* [What to do]: Recast the records below as a numbered list, from the line containing "of the <item>leafy" through the line containing "Query: <item>leafy tree</item>", both included. Leave out blank lines and any line outside that span.

* [Listing]:
┄┄┄┄┄┄┄┄┄┄
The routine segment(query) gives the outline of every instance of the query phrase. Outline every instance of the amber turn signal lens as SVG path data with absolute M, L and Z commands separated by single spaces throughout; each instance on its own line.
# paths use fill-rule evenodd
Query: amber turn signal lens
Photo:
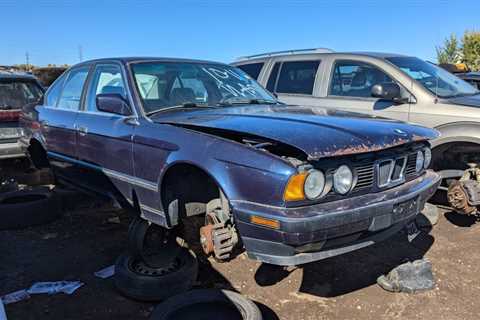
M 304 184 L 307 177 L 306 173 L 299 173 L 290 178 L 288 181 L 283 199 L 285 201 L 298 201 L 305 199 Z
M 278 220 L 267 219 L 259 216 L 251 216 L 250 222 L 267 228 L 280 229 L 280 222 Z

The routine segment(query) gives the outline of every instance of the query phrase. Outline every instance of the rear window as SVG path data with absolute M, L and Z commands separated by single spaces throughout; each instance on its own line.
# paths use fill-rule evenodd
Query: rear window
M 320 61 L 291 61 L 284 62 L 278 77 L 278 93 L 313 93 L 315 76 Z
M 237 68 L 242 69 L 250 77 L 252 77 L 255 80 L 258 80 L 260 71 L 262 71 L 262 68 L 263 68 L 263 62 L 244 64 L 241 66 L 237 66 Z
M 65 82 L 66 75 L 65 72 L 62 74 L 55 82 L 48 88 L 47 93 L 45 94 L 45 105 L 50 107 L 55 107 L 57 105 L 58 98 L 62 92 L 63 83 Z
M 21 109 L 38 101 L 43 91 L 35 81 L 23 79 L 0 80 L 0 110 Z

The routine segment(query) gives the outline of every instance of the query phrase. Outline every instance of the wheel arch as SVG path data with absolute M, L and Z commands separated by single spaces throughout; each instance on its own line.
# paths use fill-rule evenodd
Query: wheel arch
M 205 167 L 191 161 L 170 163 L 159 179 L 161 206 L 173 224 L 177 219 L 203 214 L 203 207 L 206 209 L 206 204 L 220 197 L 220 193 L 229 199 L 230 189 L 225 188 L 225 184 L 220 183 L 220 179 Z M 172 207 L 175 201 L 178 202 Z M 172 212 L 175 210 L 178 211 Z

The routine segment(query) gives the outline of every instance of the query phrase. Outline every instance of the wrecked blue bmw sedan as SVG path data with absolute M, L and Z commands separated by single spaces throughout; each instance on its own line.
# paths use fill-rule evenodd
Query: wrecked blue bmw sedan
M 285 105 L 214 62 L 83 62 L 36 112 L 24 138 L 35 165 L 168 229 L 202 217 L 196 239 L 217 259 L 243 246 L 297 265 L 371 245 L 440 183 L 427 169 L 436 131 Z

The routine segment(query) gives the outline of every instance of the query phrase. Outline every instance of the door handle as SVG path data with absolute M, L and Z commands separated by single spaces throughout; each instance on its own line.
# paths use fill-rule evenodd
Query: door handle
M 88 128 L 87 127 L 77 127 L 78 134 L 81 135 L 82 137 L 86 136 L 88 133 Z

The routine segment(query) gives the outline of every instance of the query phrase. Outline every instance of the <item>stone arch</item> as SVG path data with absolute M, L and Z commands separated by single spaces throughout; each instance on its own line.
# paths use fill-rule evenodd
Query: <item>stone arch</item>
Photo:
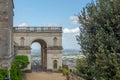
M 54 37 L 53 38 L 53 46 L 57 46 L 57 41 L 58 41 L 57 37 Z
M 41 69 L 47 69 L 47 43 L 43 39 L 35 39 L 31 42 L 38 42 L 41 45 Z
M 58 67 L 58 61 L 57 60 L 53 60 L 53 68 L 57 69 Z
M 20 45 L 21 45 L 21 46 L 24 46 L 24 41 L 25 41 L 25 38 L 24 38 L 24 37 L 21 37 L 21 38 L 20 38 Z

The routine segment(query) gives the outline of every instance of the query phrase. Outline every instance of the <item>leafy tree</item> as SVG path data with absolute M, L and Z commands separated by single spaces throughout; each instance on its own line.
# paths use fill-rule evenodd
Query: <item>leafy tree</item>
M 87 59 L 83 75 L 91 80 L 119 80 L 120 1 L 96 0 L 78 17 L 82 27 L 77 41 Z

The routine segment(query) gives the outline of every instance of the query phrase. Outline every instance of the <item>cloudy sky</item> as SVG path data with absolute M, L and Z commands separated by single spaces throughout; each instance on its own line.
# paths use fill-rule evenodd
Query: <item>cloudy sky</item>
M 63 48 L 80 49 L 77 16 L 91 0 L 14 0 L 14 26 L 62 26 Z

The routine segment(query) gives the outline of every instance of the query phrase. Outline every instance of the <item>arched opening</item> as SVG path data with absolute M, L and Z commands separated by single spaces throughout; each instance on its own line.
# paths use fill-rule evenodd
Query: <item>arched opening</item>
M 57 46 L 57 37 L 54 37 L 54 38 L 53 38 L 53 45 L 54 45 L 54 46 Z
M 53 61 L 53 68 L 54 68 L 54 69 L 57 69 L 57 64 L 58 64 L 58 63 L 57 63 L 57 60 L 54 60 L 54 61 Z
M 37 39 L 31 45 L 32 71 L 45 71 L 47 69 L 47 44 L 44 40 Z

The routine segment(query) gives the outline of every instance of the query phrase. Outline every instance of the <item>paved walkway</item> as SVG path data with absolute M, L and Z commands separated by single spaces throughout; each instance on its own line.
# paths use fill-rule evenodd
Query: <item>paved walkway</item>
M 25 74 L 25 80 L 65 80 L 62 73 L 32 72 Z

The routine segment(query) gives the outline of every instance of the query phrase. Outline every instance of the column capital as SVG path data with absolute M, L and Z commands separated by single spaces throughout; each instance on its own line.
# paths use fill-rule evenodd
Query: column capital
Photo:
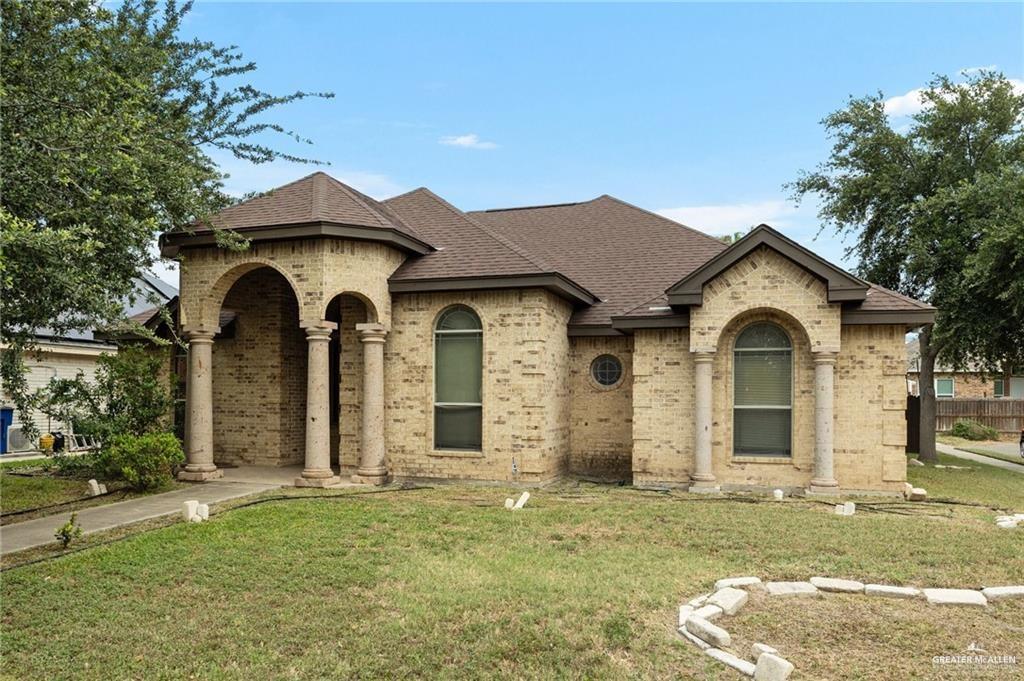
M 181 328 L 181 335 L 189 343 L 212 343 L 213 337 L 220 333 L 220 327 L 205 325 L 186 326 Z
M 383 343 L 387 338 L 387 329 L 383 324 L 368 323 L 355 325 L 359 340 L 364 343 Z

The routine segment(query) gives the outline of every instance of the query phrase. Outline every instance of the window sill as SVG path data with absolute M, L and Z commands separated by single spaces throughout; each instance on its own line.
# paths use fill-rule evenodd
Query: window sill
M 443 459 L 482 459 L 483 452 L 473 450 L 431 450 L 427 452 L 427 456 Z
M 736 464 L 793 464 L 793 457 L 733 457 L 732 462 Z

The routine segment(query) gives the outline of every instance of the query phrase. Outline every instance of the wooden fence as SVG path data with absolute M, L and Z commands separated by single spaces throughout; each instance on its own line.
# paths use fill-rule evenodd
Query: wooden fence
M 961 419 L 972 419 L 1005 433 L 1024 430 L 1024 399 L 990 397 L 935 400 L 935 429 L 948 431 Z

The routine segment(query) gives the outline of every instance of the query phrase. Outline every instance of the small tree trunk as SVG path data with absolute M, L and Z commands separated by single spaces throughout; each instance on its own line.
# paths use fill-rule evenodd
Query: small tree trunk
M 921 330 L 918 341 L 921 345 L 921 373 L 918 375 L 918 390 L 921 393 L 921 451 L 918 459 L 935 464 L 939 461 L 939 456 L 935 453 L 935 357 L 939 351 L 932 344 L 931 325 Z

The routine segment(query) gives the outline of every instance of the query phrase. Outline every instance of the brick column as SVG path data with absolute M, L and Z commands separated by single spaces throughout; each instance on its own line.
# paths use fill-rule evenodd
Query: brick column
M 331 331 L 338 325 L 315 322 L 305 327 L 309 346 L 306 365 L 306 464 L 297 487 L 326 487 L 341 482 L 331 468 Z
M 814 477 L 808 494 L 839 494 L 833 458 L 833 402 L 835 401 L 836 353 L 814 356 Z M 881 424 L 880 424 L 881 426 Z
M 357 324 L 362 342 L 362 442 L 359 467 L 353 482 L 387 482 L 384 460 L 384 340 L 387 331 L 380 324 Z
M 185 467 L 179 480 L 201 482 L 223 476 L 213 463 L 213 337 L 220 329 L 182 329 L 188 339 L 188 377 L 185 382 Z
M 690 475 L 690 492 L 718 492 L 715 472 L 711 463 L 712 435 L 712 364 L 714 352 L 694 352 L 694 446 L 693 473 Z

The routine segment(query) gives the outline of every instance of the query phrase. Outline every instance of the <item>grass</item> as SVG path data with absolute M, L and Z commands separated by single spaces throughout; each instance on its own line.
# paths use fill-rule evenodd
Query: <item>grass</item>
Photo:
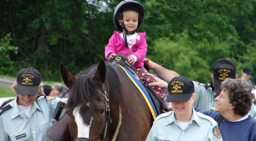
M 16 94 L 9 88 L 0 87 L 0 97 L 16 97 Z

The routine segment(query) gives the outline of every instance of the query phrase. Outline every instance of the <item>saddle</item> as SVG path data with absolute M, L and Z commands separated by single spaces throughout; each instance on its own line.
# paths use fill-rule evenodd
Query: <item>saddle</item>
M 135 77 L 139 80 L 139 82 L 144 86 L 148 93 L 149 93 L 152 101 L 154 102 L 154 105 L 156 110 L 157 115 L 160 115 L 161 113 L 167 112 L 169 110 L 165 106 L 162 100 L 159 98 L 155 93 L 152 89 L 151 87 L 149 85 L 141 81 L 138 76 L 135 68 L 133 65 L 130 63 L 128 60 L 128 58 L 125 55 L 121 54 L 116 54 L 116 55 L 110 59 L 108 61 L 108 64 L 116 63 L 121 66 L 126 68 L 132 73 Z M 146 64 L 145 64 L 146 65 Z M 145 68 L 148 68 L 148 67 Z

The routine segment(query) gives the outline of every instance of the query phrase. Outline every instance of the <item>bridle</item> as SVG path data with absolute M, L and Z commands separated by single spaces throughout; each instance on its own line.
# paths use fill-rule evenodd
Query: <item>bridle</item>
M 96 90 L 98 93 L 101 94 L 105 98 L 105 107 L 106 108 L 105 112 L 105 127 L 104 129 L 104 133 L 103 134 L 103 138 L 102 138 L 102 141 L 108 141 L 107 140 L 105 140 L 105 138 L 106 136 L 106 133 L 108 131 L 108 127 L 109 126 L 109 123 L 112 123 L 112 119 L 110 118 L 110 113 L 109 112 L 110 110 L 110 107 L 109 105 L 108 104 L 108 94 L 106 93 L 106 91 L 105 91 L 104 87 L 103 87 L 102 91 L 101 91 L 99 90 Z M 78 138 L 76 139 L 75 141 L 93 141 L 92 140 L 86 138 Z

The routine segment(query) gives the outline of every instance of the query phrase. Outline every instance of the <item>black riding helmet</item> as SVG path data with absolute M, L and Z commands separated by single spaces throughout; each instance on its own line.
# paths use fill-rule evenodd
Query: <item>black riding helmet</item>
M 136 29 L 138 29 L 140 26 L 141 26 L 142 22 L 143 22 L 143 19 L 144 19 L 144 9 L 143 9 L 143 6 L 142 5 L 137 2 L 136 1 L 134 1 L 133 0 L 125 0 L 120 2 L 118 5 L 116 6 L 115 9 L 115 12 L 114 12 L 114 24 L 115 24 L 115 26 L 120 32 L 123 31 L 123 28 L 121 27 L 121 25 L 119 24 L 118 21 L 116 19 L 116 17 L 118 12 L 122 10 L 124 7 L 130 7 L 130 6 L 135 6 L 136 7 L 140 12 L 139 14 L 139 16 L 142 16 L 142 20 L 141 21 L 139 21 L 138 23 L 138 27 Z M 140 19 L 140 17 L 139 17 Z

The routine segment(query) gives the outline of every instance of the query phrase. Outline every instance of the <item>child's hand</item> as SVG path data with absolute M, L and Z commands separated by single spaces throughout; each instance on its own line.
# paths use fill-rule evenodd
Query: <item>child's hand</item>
┄┄┄┄┄┄┄┄┄┄
* [Solution to the problem]:
1. The routine segment(query) gives the outline of every instance of the query phrase. Outline every instance of the <item>leafy tree</item> as SVG path data with absolute M, L and Z commands separated by single spaces throughout; each instance on its own line.
2. # paths use fill-rule evenodd
3. Query: <item>leafy tree</item>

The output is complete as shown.